### [Objective]
From the records below, extract all the text exactly and leave the images behind.

### [Entries from a pointing dataset]
◆ ◆ ◆

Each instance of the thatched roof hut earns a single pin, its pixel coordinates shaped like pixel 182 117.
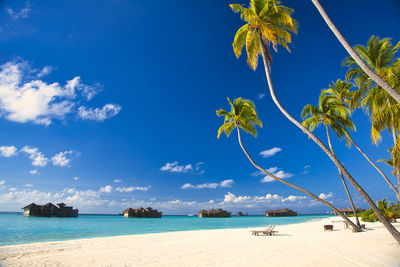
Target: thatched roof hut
pixel 214 213
pixel 142 213
pixel 280 213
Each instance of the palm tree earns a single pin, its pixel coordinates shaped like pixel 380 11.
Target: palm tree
pixel 384 111
pixel 332 113
pixel 342 91
pixel 356 57
pixel 243 116
pixel 267 24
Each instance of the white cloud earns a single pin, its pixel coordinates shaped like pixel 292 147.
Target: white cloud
pixel 175 167
pixel 132 188
pixel 99 114
pixel 235 199
pixel 45 71
pixel 278 173
pixel 275 171
pixel 106 189
pixel 293 198
pixel 8 151
pixel 61 158
pixel 260 96
pixel 326 196
pixel 23 99
pixel 21 14
pixel 33 172
pixel 270 152
pixel 225 183
pixel 38 159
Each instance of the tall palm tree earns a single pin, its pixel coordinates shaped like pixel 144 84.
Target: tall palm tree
pixel 243 116
pixel 342 91
pixel 356 57
pixel 332 113
pixel 384 111
pixel 270 24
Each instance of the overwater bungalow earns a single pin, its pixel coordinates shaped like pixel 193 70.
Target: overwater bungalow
pixel 142 213
pixel 349 211
pixel 50 210
pixel 280 213
pixel 214 213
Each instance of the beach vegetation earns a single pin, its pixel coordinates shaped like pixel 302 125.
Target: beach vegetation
pixel 358 58
pixel 269 24
pixel 391 212
pixel 243 116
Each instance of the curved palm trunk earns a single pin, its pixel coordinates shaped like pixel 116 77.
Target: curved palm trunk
pixel 343 181
pixel 397 169
pixel 338 212
pixel 354 54
pixel 385 222
pixel 376 167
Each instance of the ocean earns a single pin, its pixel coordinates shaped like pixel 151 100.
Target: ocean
pixel 18 229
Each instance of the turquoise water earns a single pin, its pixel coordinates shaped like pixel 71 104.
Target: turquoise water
pixel 18 229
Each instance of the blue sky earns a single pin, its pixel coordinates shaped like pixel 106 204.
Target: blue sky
pixel 111 104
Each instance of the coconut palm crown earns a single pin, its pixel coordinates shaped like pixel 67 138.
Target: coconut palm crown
pixel 342 90
pixel 330 112
pixel 242 114
pixel 381 56
pixel 267 22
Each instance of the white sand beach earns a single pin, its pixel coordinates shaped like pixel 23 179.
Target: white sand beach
pixel 304 244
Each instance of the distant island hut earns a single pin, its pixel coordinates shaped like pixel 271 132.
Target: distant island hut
pixel 280 213
pixel 50 210
pixel 142 213
pixel 214 213
pixel 349 211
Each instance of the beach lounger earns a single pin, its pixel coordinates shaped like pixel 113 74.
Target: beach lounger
pixel 268 231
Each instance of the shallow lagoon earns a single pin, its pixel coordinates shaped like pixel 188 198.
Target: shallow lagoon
pixel 18 229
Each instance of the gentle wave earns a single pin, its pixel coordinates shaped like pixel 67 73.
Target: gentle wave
pixel 18 229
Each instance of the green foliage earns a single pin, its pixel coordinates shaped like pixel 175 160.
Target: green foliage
pixel 331 112
pixel 381 56
pixel 267 22
pixel 391 212
pixel 242 114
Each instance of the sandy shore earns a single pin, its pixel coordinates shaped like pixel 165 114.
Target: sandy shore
pixel 304 244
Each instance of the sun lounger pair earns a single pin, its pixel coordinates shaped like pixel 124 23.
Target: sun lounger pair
pixel 268 231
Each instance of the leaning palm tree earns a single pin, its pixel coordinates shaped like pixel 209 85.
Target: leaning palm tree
pixel 243 116
pixel 383 110
pixel 331 113
pixel 270 23
pixel 356 57
pixel 342 91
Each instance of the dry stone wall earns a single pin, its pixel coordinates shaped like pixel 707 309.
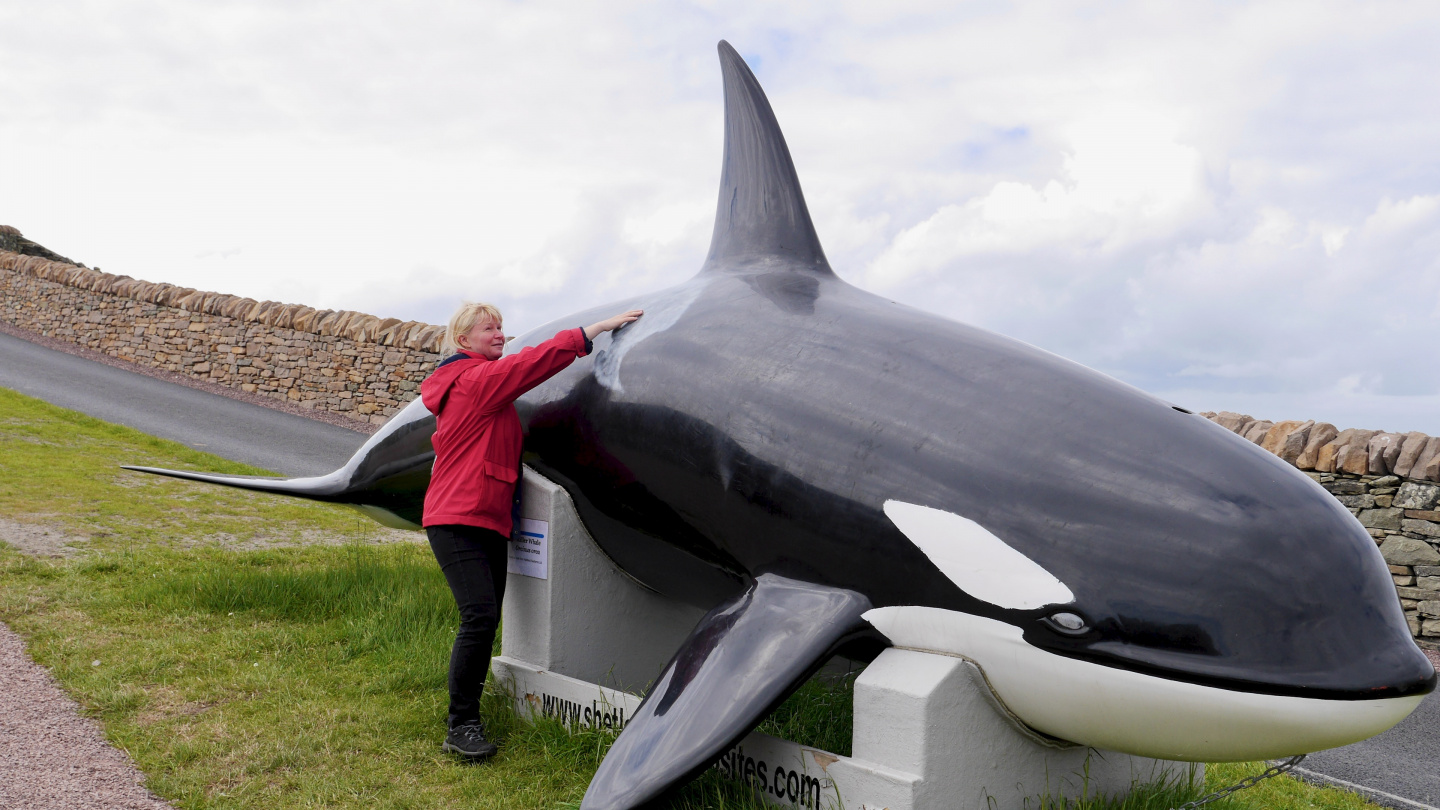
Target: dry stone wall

◆ ◆ ◆

### [The response]
Each instance of the thatched roof hut earns a single pin, its pixel coordinates shaped like pixel 182 117.
Target: thatched roof hut
pixel 214 213
pixel 142 213
pixel 280 213
Each instance of the palm tree earns a single pin, its pixel coordinates shaped like pixel 380 11.
Target: palm tree
pixel 384 111
pixel 332 113
pixel 342 91
pixel 356 57
pixel 243 116
pixel 267 24
Each instance of the white cloud earns a single pin, its pixel coordinates shaped like pixel 292 147.
Target: white cloud
pixel 175 167
pixel 132 188
pixel 99 114
pixel 235 199
pixel 45 71
pixel 278 173
pixel 275 171
pixel 106 189
pixel 293 198
pixel 8 151
pixel 61 158
pixel 260 96
pixel 326 196
pixel 23 99
pixel 21 14
pixel 33 172
pixel 270 152
pixel 225 183
pixel 38 159
Each instance of the tall palm tree earns a single pin, its pixel coordinates shaped like pixel 144 84.
Target: tall palm tree
pixel 243 116
pixel 342 91
pixel 356 57
pixel 332 113
pixel 384 111
pixel 270 24
Each instance of the overwater bungalow earns a single pin, its pixel coordinates shaped like pixel 193 70.
Target: overwater bungalow
pixel 142 213
pixel 349 211
pixel 50 210
pixel 280 213
pixel 214 213
Each instance of the beach vegetation earns a single pin, its pixel coordinates shaped like pixel 302 125.
Target: beach vegetation
pixel 358 58
pixel 269 24
pixel 391 212
pixel 243 116
Each instance of the curved palm trunk earns a single pin, its pixel coordinates shaped like pixel 116 77.
Target: curved palm trunk
pixel 343 181
pixel 397 169
pixel 338 212
pixel 354 54
pixel 385 222
pixel 376 167
Each instance of the ocean earns a single pin, its pixel coordinates shaped like pixel 151 100.
Target: ocean
pixel 18 229
Each instance of the turquoise water earns a single pin, its pixel coordinates shaped like pixel 71 104.
Target: turquoise water
pixel 18 229
Each instance of the blue sky earns a single pin, its pixel coordinates shaped like pixel 106 204.
Target: blue sky
pixel 111 104
Each instance of the coconut palm crown earns a single pin, its pixel coordinates shaped like pixel 67 138.
Target: coconut palm crown
pixel 342 90
pixel 330 112
pixel 242 114
pixel 381 56
pixel 267 22
Each instance of the white sand beach earns a single pin, its pixel coordinates shaped like pixel 23 179.
Target: white sand beach
pixel 304 244
Each instance of the distant island hut earns a single pin, its pixel coordinates shaped like pixel 271 132.
Target: distant island hut
pixel 280 213
pixel 50 210
pixel 142 213
pixel 214 213
pixel 349 211
Each instance of the beach lounger earns a single pin, its pixel coordinates shaped like pixel 113 74.
Target: beach lounger
pixel 268 231
Each instance of the shallow lagoon earns a single pin, its pixel coordinates shaped like pixel 188 198.
Target: shallow lagoon
pixel 18 229
Each instance of the gentle wave earns a single pin, its pixel coordinates shaped like pixel 67 73.
Target: gentle wave
pixel 18 229
Each instance of the green foliage earns a single pin, its pixel coordinates shaped like pixel 175 160.
Target: green foliage
pixel 331 112
pixel 381 56
pixel 267 22
pixel 391 212
pixel 242 114
Each instance of the sandy shore earns a single pin, its pixel coordinates shaped like pixel 165 114.
Target: sandy shore
pixel 304 244
Each instance of the sun lounger pair earns a single pin, its pixel coordinates shaped like pixel 124 23.
Target: sun lounger pair
pixel 268 231
Each instance of the leaning palm tree earns a single pin, its pixel coordinates shaped like pixel 209 85.
Target: leaning palm tree
pixel 243 116
pixel 383 110
pixel 331 113
pixel 270 23
pixel 356 57
pixel 342 91
Each instance of the dry stone wall earns a single pin, its pixel coordinates shaped like pixel 707 309.
Target: dry stone wall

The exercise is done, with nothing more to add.